*Exercise*.
Set out every line of the data below as a numbered list, skipping any blank lines. Leave the pictures out of your answer.
start Material supplied
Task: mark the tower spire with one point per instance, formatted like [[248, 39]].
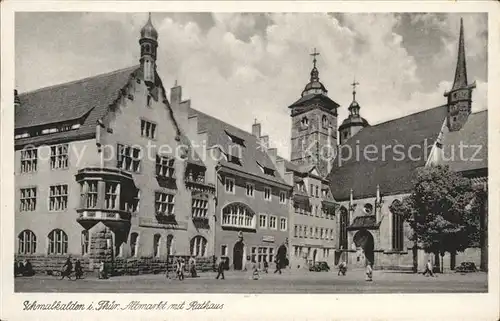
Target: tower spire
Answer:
[[461, 71]]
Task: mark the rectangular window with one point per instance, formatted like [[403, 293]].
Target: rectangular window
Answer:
[[273, 222], [263, 221], [250, 189], [29, 159], [165, 167], [164, 203], [128, 158], [148, 129], [28, 199], [59, 156], [58, 197], [111, 198], [282, 197], [267, 193], [199, 207], [283, 225], [271, 255], [229, 184]]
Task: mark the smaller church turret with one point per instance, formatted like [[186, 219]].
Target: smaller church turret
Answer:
[[460, 95], [149, 45], [354, 122]]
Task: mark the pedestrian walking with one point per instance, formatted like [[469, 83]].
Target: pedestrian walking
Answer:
[[369, 272], [220, 269], [192, 267], [428, 269], [342, 268]]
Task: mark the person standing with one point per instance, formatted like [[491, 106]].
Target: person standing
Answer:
[[369, 272], [428, 269], [220, 268]]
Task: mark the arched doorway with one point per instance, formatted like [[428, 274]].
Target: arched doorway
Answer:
[[364, 240], [238, 252]]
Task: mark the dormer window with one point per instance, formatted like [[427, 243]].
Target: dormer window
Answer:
[[304, 122], [235, 139]]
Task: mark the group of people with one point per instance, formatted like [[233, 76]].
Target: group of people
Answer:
[[23, 268]]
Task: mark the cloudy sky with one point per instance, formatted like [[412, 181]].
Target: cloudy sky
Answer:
[[239, 67]]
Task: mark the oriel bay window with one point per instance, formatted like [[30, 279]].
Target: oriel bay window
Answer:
[[238, 215]]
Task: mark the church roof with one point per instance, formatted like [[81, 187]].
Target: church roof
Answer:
[[386, 169], [251, 153], [474, 138]]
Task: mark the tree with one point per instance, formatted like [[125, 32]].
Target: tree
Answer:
[[442, 211]]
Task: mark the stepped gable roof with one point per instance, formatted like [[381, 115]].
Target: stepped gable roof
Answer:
[[250, 154], [86, 99], [388, 169], [474, 138]]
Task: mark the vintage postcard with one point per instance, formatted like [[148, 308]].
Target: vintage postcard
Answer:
[[253, 160]]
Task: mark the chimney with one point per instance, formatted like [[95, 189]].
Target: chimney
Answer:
[[256, 129], [17, 102], [264, 140]]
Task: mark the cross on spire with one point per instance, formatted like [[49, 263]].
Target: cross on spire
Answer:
[[354, 84], [314, 54]]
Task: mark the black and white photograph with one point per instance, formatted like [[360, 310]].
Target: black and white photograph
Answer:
[[256, 152]]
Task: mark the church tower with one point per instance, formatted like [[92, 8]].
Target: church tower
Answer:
[[460, 95], [354, 122], [149, 45], [314, 125]]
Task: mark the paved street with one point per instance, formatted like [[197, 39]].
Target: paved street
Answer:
[[241, 282]]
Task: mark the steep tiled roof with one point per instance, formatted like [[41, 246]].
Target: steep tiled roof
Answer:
[[473, 137], [86, 99], [368, 221], [252, 153], [386, 169]]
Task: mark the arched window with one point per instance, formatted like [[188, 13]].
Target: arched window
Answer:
[[133, 243], [397, 230], [85, 242], [344, 222], [198, 246], [156, 245], [170, 243], [238, 215], [27, 242], [58, 242]]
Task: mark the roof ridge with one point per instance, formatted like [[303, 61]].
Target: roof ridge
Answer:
[[72, 82], [405, 116]]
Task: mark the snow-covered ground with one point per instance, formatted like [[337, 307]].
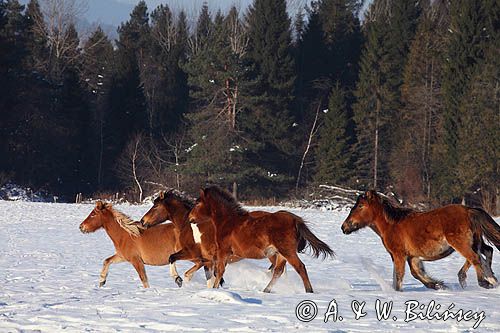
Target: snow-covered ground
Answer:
[[49, 275]]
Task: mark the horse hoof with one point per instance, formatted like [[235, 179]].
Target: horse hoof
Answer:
[[441, 286], [485, 284]]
end Material supplied
*Answer to the exercise*.
1. Task: mark the tower spire with one point per instance, formatted like [[248, 39]].
2. Target: tower spire
3. Answer:
4. [[461, 71]]
5. Task: mark the rectangular window with one point per instance, formatted like [[403, 293]].
6. Target: rectangular window
7. Answer:
8. [[273, 222], [263, 221], [250, 189], [29, 159], [165, 167], [164, 203], [128, 158], [148, 129], [28, 199], [59, 156], [58, 197], [111, 198], [282, 197], [267, 193], [199, 207], [283, 225], [271, 255], [229, 184]]
9. Task: mark the smaller church turret with one point per instance, formatted like [[186, 219]].
10. Target: smaller church turret
11. Answer:
12. [[460, 95], [149, 45], [354, 122]]
13. Task: mark the pedestrian walking with one point per instance, formatted like [[469, 83]].
14. Target: pedestrian walking
15. Answer:
16. [[369, 272], [220, 269], [192, 267], [428, 269], [342, 268]]
17. Task: mark the person standing with one point per instance, formatted like [[491, 106]].
18. Target: person standing
19. Answer:
20. [[369, 272], [428, 269], [220, 268]]
21. Task: mark the arched doorway with one point per instance, formatted like [[428, 274]].
22. Target: arched doorway
23. Answer:
24. [[364, 240], [238, 252]]
25. Task: mark the dormer window with one point per instance, formatted like [[427, 243]].
26. Target: dormer window
27. Answer:
28. [[304, 122], [235, 139]]
29. Task: mark the group of people with one point per instance, formatted like [[233, 76]].
30. Target: group of people
31. Answer:
32. [[23, 268]]
33. Task: mark the cloudy sky with one point per instance, formatted like [[412, 181]].
34. Target: cloudy sky
35. Answer:
36. [[239, 67]]
37. Task: mark the oriel bay window with one point per instance, formatted like [[30, 279]].
38. Target: oriel bay window
39. Answer:
40. [[238, 215]]
41. Task: mark the church roof with one point per instance, formatted like [[81, 187]].
42. Target: church roof
43. Answer:
44. [[386, 169], [251, 153], [474, 138]]
45. Task: mark the tree with one point per instance, formatted like [[125, 32]].
46. Target: tree
47. Answer:
48. [[442, 211]]
49. Task: mark the stepped gable roof with one point per instance, formatted like [[381, 115]].
50. Target: stepped gable roof
51. Answer:
52. [[250, 154], [86, 99], [388, 169], [474, 138]]
53. Task: mark the vintage postcard with one point per instance, formatted like [[148, 308]].
54. Target: vintage postcard
55. Answer:
56. [[253, 160]]
57. Task: mark the chimney with one point per instance, formatted like [[95, 189]].
58. Target: chimney
59. Answer:
60. [[256, 129], [17, 102], [264, 140]]
61. Task: mark the cross on spire with one point per instance, formatted like [[49, 263]].
62. Target: cross on spire
63. Answer:
64. [[354, 84], [314, 54]]
65. Task: mark the black and white photograph with one point per instance, formatted like [[360, 310]].
66. Target: black and white photograph
67. Answer:
68. [[256, 152]]
69. Task: mark the church tower with one point per instance, formatted like [[92, 8]].
70. Target: church tower
71. Answer:
72. [[460, 95], [354, 122], [149, 45], [314, 125]]
73. Task: mark the paved street with one point per instance, formatted like [[197, 39]].
74. Target: paved street
75. Answer:
76. [[241, 282]]
77. Task: mark the steep tiled roof with one point per instance, formatted like [[41, 246]].
78. Target: steep tiled roof
79. Answer:
80. [[473, 137], [86, 99], [368, 221], [252, 153], [386, 169]]
81. Task: mark the arched window with one point per instance, formatted like [[188, 13]].
82. Target: arched window
83. Answer:
84. [[133, 243], [397, 230], [85, 242], [344, 222], [198, 246], [156, 245], [170, 243], [238, 215], [27, 242], [58, 242]]
85. Task: mark the roof ridge with one point per instance, formatted like [[303, 61]].
86. Target: roof ridge
87. Answer:
88. [[72, 82], [405, 116]]
89. Task: mark the snow-covered ground with one point per instance, formatted like [[337, 307]].
90. Target: snow-covered ground
91. Answer:
92. [[49, 275]]
93. Task: mark the horse hoof with one point per instance, formatted like [[235, 179]].
94. Target: horse hoof
95. Answer:
96. [[441, 286], [485, 284]]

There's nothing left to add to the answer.